Short problem — Retype the stretch of the records from the line containing "Target: black and white headgear" through the line containing "column 1203, row 444", with no changes.

Data extract —
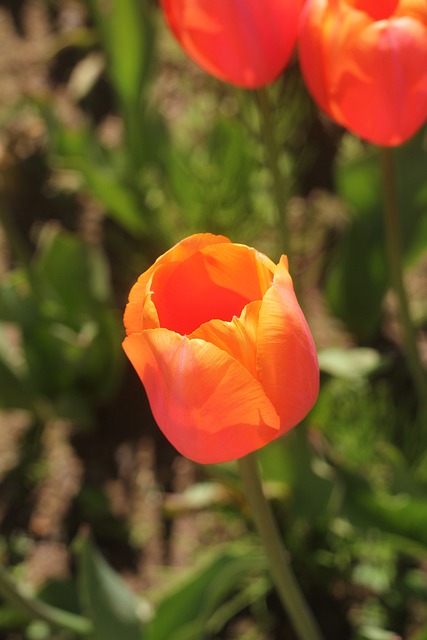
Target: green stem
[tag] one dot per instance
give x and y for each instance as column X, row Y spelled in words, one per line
column 394, row 249
column 272, row 152
column 36, row 609
column 290, row 594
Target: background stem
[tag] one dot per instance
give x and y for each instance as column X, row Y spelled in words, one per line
column 290, row 594
column 394, row 250
column 272, row 152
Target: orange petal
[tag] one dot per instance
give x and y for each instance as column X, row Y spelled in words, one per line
column 216, row 282
column 237, row 338
column 137, row 316
column 219, row 35
column 287, row 359
column 207, row 404
column 367, row 73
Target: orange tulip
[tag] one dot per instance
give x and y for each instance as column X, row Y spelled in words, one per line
column 215, row 333
column 365, row 63
column 245, row 42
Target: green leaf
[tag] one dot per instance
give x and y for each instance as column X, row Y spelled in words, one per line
column 184, row 613
column 103, row 173
column 108, row 602
column 127, row 35
column 402, row 515
column 350, row 363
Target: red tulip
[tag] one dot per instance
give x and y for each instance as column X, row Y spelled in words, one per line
column 215, row 333
column 365, row 63
column 245, row 42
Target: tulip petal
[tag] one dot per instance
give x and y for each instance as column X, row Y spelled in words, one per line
column 367, row 73
column 237, row 338
column 207, row 404
column 239, row 41
column 287, row 360
column 137, row 316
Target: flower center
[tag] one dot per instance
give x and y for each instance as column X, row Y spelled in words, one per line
column 186, row 296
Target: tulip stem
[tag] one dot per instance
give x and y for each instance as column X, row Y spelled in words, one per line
column 287, row 586
column 272, row 154
column 394, row 249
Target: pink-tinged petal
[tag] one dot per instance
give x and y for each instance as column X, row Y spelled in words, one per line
column 245, row 42
column 206, row 403
column 237, row 338
column 140, row 312
column 287, row 360
column 365, row 65
column 380, row 80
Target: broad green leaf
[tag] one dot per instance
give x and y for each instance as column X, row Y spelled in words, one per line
column 108, row 602
column 184, row 612
column 127, row 34
column 350, row 363
column 402, row 515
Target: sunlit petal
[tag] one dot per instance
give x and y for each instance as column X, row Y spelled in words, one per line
column 206, row 403
column 287, row 359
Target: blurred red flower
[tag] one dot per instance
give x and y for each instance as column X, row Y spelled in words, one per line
column 365, row 63
column 245, row 42
column 215, row 333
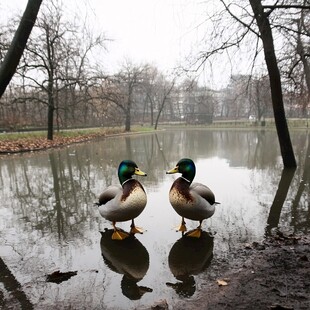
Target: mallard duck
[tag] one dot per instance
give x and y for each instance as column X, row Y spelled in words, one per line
column 194, row 201
column 120, row 203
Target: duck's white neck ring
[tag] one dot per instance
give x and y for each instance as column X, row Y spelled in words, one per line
column 185, row 179
column 126, row 181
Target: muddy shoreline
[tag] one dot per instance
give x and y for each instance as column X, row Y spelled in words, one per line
column 273, row 274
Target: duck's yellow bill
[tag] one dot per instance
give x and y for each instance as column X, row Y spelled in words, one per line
column 139, row 172
column 174, row 170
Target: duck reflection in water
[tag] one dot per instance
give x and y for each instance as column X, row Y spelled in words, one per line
column 188, row 257
column 129, row 258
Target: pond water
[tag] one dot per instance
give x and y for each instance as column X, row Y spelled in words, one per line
column 48, row 222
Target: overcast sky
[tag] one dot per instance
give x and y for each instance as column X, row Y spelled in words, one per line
column 162, row 32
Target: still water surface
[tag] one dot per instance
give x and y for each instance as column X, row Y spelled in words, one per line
column 48, row 221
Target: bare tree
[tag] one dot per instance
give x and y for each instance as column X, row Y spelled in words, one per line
column 121, row 89
column 12, row 58
column 54, row 63
column 257, row 26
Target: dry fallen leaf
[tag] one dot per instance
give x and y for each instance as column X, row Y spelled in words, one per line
column 221, row 282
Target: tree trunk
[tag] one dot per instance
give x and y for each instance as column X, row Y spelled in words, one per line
column 18, row 44
column 127, row 121
column 275, row 84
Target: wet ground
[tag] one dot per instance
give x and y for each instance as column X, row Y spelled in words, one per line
column 56, row 252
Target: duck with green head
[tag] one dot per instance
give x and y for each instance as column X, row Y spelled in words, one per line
column 194, row 201
column 124, row 202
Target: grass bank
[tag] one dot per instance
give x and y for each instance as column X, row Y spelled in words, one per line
column 17, row 142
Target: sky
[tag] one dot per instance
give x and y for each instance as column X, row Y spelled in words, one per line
column 160, row 32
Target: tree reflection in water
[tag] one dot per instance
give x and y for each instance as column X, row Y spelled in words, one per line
column 48, row 221
column 189, row 257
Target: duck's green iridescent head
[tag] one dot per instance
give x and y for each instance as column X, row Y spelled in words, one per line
column 126, row 169
column 186, row 167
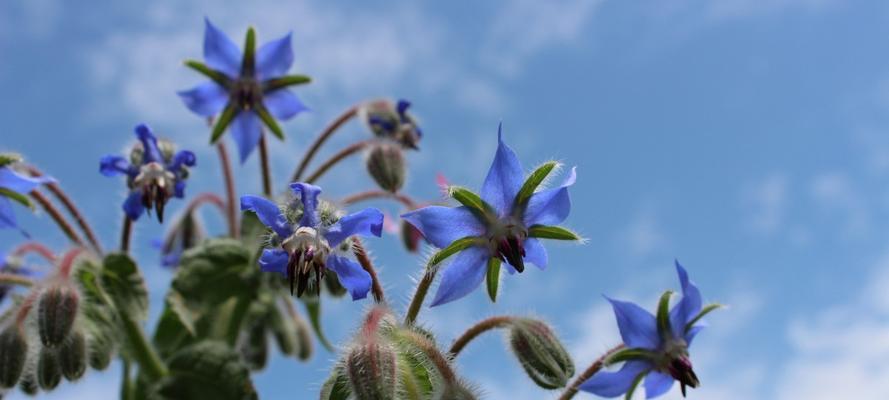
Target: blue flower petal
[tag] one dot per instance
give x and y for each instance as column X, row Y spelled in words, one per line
column 551, row 206
column 535, row 253
column 220, row 52
column 441, row 226
column 268, row 213
column 246, row 132
column 365, row 222
column 283, row 104
column 206, row 99
column 23, row 184
column 462, row 275
column 151, row 153
column 274, row 58
column 613, row 384
column 656, row 384
column 273, row 260
column 354, row 278
column 132, row 206
column 504, row 179
column 308, row 194
column 638, row 328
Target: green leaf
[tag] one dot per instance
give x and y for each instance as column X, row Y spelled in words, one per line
column 269, row 121
column 493, row 277
column 207, row 370
column 534, row 180
column 552, row 232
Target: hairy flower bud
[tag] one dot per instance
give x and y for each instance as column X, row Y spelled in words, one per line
column 56, row 314
column 387, row 166
column 72, row 356
column 13, row 354
column 541, row 354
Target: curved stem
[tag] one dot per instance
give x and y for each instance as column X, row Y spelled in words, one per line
column 232, row 214
column 476, row 330
column 69, row 205
column 325, row 134
column 57, row 216
column 342, row 154
column 367, row 264
column 572, row 389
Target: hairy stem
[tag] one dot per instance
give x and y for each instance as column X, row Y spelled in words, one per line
column 476, row 330
column 325, row 134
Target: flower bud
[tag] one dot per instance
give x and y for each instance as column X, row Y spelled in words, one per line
column 72, row 356
column 13, row 354
column 386, row 165
column 49, row 373
column 56, row 314
column 541, row 354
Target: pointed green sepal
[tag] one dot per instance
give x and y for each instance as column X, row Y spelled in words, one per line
column 552, row 232
column 493, row 278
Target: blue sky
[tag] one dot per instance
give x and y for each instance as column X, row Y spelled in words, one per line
column 748, row 139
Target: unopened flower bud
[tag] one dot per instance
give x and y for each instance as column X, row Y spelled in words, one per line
column 56, row 314
column 13, row 354
column 541, row 354
column 49, row 373
column 72, row 356
column 387, row 166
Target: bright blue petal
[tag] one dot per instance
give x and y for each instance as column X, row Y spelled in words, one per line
column 274, row 58
column 268, row 213
column 462, row 275
column 656, row 384
column 365, row 222
column 613, row 384
column 220, row 52
column 273, row 260
column 206, row 99
column 638, row 328
column 504, row 179
column 132, row 206
column 535, row 253
column 354, row 278
column 441, row 226
column 23, row 184
column 246, row 131
column 308, row 194
column 283, row 104
column 551, row 206
column 151, row 153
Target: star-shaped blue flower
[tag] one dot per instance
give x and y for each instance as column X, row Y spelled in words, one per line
column 656, row 347
column 308, row 247
column 503, row 224
column 246, row 88
column 154, row 176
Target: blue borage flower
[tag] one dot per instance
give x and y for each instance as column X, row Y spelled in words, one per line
column 308, row 246
column 656, row 347
column 245, row 88
column 503, row 224
column 154, row 174
column 15, row 186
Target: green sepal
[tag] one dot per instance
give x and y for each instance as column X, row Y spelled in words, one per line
column 285, row 81
column 493, row 278
column 228, row 114
column 534, row 180
column 269, row 120
column 552, row 232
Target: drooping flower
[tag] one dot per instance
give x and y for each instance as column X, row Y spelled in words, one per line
column 309, row 242
column 14, row 186
column 244, row 88
column 155, row 173
column 505, row 223
column 656, row 347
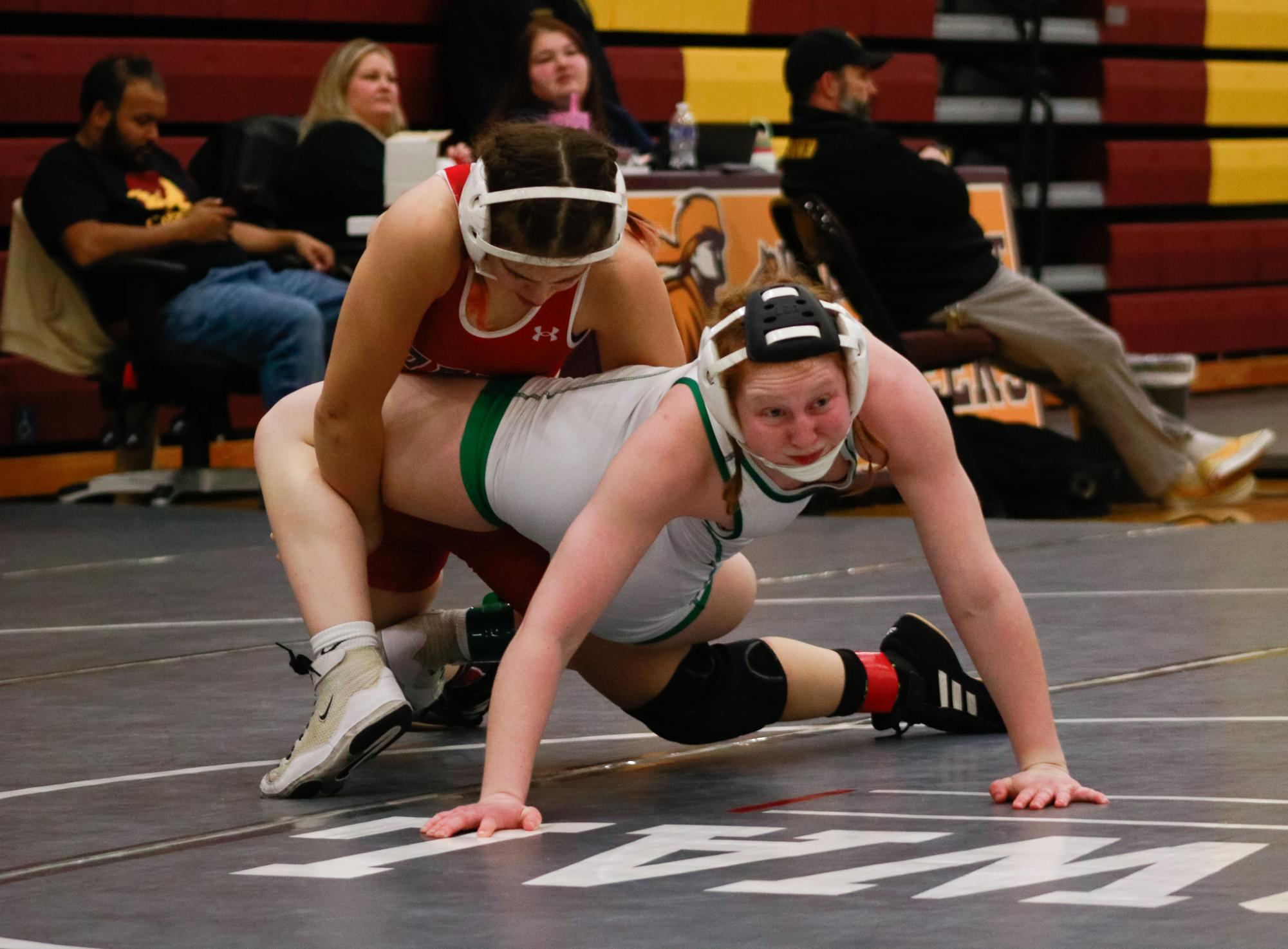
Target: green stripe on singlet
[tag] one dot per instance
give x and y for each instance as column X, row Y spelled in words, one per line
column 481, row 428
column 692, row 384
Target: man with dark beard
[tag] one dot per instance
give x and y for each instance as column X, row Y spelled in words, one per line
column 908, row 214
column 111, row 191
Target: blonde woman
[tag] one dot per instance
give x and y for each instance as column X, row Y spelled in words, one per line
column 339, row 168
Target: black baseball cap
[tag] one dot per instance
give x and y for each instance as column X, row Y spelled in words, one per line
column 825, row 51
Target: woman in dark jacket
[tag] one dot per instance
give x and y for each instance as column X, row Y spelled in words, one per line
column 554, row 80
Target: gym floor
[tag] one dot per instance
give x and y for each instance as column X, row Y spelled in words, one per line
column 144, row 696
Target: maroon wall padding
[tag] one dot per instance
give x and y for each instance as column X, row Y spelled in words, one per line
column 1162, row 23
column 1197, row 254
column 207, row 80
column 1202, row 321
column 1153, row 91
column 913, row 19
column 19, row 158
column 53, row 406
column 649, row 79
column 1157, row 173
column 906, row 89
column 413, row 12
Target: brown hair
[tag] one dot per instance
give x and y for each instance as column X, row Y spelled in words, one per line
column 519, row 155
column 728, row 301
column 517, row 97
column 331, row 95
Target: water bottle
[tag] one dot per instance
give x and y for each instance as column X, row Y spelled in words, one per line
column 684, row 138
column 763, row 153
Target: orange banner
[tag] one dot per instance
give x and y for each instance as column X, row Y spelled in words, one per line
column 711, row 238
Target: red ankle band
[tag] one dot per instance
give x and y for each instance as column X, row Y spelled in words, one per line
column 882, row 683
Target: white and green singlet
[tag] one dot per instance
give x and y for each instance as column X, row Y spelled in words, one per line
column 535, row 450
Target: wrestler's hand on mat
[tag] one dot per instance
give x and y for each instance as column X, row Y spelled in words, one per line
column 1041, row 785
column 491, row 814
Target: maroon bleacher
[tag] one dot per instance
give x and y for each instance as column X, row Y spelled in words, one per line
column 908, row 88
column 649, row 79
column 1152, row 173
column 912, row 19
column 39, row 405
column 1159, row 92
column 1145, row 23
column 1244, row 320
column 1195, row 254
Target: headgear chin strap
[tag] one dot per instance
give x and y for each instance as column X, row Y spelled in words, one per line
column 476, row 217
column 785, row 324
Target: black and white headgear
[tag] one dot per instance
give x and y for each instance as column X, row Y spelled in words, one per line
column 783, row 324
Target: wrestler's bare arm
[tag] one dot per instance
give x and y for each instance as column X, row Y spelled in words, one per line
column 626, row 303
column 978, row 590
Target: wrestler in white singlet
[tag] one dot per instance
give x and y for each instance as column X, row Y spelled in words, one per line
column 535, row 450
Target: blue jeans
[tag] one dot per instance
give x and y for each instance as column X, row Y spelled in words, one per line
column 280, row 323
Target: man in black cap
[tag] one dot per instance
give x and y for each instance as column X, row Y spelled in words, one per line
column 908, row 214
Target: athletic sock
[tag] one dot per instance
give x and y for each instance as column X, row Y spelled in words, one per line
column 443, row 637
column 330, row 646
column 1203, row 444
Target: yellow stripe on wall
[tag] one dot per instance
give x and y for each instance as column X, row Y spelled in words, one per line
column 1247, row 93
column 1249, row 172
column 1247, row 25
column 731, row 17
column 736, row 86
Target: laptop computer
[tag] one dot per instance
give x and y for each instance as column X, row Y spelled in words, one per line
column 725, row 144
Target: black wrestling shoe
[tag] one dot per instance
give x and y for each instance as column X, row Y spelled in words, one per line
column 934, row 690
column 464, row 701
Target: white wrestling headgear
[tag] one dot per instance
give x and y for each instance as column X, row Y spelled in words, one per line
column 785, row 324
column 476, row 217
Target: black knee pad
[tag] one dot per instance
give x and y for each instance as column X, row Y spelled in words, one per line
column 720, row 691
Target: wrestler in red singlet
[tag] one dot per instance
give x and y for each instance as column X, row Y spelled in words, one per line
column 451, row 339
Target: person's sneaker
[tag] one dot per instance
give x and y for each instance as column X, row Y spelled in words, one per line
column 359, row 711
column 934, row 690
column 464, row 701
column 1193, row 491
column 1235, row 458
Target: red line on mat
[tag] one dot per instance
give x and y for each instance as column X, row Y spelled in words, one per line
column 790, row 800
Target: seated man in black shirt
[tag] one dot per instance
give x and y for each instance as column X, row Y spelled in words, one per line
column 111, row 191
column 910, row 218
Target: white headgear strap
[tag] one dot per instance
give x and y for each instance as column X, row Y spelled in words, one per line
column 476, row 217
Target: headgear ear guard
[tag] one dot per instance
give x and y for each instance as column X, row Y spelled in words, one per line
column 476, row 217
column 783, row 324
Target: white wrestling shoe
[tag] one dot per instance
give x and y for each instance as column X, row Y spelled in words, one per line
column 359, row 713
column 1193, row 491
column 1234, row 456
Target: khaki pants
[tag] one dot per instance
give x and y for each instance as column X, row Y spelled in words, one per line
column 1043, row 338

Result —
Target: black and white headgear
[tag] one dot per instance
give x and y for each instance as column X, row Y spelled in words, one per line
column 783, row 324
Target: wrestler's bare arm
[tag] one dot per instance
give x and y for each instance as column X, row Y spelled in words, one per line
column 626, row 303
column 978, row 590
Target: wrestler in white singlet
[tag] one dot per instance
give x and y for each instance as column X, row Y spelled in words, one per line
column 535, row 450
Target: blue jeans
[tag] one dot per instance
give x and y for each instance as column X, row Y spelled in words, one per line
column 280, row 323
Target: man in black cap
[tag] one dot per instance
give x and y for each instance as column X, row Y spelled in words, one per line
column 908, row 214
Target: athletic sock
[tag] one dot per instance
give x and y for each instance as column X, row Y spelled in words, one per line
column 443, row 637
column 330, row 646
column 1203, row 444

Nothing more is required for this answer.